* [TASK BRIEF]: Format the lines below as a numbered list, omitting any blank lines.

Start DATA SECTION

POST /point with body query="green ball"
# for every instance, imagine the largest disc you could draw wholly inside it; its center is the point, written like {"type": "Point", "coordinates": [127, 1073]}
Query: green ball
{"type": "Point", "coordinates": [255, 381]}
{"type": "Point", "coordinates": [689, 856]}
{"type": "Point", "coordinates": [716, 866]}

End DATA SECTION

* [EXERCISE SOLUTION]:
1. POST /point with body query="green ball"
2. # for every instance, imagine the largest disc you could draw wholly inside it; its center is the point, written like {"type": "Point", "coordinates": [127, 1073]}
3. Query: green ball
4. {"type": "Point", "coordinates": [255, 381]}
5. {"type": "Point", "coordinates": [689, 856]}
6. {"type": "Point", "coordinates": [716, 866]}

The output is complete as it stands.